WHAT YOU WILL DO
Extend the Arkansas Supreme Court opinion on the habeas corpus appeal, printed below, beginning after its final sentence.

EXTRACTED TEXT
+---+

Supreme Court of Arkansas

October 30, 2014



Robert Earl Tucker, Jr., pro se appellant.

Dustin McDaniel, Att'y Gen., by: Karen Virginia Wallace, Ass't Att'y Gen., for appellee.


In 1997, appellant Robert Earl Tucker, Jr., who was an inmate of the Arkansas Department of Correction, was found guilty by a jury of capital murder in the stabbing death of a fellow inmate. He was sentenced to life imprisonment without parole. We affirmed. Tucker v. State, 336 Ark. 244, 983 S.W.2d 956 (1999).

In 2013, appellant, who was incarcerated at a unit of the Arkansas Department of Correction located in Jefferson County, filed a pro se petition for writ of habeas corpus in the Jefferson County Circuit Court.[1] The petition was dismissed, and the circuit court noted that the action counted as a "strike" pursuant to Arkansas Code Annotated section 16-68-607 (Repl. 2005). Appellant brings this appeal.

In his petition for writ of habeas corpus, appellant raised the following claims: the trial court made myriad errors in its rulings on defense motions during voir dire of the jury and during trial; he was denied effective assistance of counsel. On appeal, appellant reiterates the arguments raised in the petition. He further contends that the circuit court's order dismissing his petition is invalid because it does not properly represent his requests for relief, does not define such terms as "facially invalid" and "lack of jurisdiction, " does not cite the proper guidelines for determining probable cause, contains false statements, and does not address constitutional issues raised in the petition. He also urges this court to reverse the order on the ground that the declaration in the order that the failure to state a claim constitutes a "strike" proves that the circuit court deliberately misrepresented his request for relief as being "unsanctioned."

We find no ground on which to reverse the order. A circuit court's denial of habeas relief will not be reversed unless the court's findings are clearly erroneous. Sanders v. Straughn, 2014 Ark. 312, 439 S.W.3d 1 (per curiam) (citing Henderson v. State, 2014 Ark. 180 (per curiam)). A finding is clearly erroneous when, although there is evidence to support it, the appellate court, after reviewing the entire evidence, is left with the definite and firm conviction that a mistake has been committed. Bryant v. Hobbs, 2014 Ark. 287 (per curiam).

+---+

PROVIDED INFORMATION
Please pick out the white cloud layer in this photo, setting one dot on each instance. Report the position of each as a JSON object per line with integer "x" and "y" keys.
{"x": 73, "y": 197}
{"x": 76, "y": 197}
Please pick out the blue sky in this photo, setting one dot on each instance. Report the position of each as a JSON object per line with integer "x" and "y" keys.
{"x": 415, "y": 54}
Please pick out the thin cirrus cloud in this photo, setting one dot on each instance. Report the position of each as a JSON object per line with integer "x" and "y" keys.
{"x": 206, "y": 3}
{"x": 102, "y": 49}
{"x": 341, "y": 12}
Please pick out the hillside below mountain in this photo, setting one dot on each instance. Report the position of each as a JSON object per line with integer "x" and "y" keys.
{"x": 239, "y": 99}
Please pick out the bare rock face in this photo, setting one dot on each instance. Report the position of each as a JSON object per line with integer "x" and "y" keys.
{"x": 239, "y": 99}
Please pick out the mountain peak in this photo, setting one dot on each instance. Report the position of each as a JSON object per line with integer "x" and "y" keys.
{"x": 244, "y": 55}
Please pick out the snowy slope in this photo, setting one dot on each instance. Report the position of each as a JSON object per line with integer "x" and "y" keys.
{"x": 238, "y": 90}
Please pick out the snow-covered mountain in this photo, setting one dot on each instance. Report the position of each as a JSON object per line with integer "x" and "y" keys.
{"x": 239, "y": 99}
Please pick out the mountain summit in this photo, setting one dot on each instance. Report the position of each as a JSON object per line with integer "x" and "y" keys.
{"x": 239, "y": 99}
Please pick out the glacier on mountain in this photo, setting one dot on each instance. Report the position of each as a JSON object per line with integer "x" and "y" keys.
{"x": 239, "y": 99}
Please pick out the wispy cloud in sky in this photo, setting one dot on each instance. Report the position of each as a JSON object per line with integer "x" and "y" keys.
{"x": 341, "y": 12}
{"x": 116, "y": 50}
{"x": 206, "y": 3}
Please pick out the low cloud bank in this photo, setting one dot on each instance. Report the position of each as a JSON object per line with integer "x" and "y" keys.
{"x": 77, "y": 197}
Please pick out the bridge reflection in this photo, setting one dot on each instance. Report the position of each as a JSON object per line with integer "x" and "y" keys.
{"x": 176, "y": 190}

+---+

TASK OUTPUT
A writ of habeas corpus is proper when a judgment of conviction is invalid on its face or when a trial court lacked jurisdiction over the cause. Bryant, 2014 Ark. 287. The burden is on the petitioner in a habeas-corpus petition to establish that the circuit court lacked jurisdiction or that the commitment was invalid on its face; otherwise, there is no basis for a finding that a writ of habeas corpus should issue. Bryant, 2014 Ark. 287 (citing Young v. Norris, 365 Ark. 219, 226 S.W.3d 797 (2006) (per curiam)). Under our statute, a petitioner who does not proceed under Act 1780 of 2001 Acts of Arkansas must plead either the facial invalidity or the lack of jurisdiction by the trial court and must additionally make a showing by affidavit or other evidence of probable cause to believe that he is illegally detained. Ark. Code Ann. § 16-112-103(a)(1) (Repl. 2006); Murphy v. State, 2013 Ark. 155 (per curiam). Proceedings for the writ are not intended to require an extensive review of the record of the trial proceedings, and the court's inquiry into the validity of the judgment is limited to the face of the commitment order. Id.

First, the circuit court was not required in its order to define the terms it used such as "facially invalid" and "lack of jurisdiction." It was also not required to explain in greater detail the guidelines under which it determined that appellant did not state probable cause to grant a habeas petition. Rather, it was required to assess the specific claims raised by appellant and determine whether those claims stated a ground to issue the writ. As to appellant's assertion that counsel should have addressed his allegations that gave rise to constitutional questions, he has not shown that the court failed to address any issue cognizable in a habeas proceeding. When a petitioner in a habeas proceeding fails to establish that any constitutional or procedural violations implicated the jurisdiction of the trial court or rendered the judgment and commitment order invalid on its face, the petitioner has not stated a basis for the writ to issue. Gardner v. Hobbs, 2014 Ark. 346, 449 S.W.3d 663 (per curiam). Appellant did not make that showing.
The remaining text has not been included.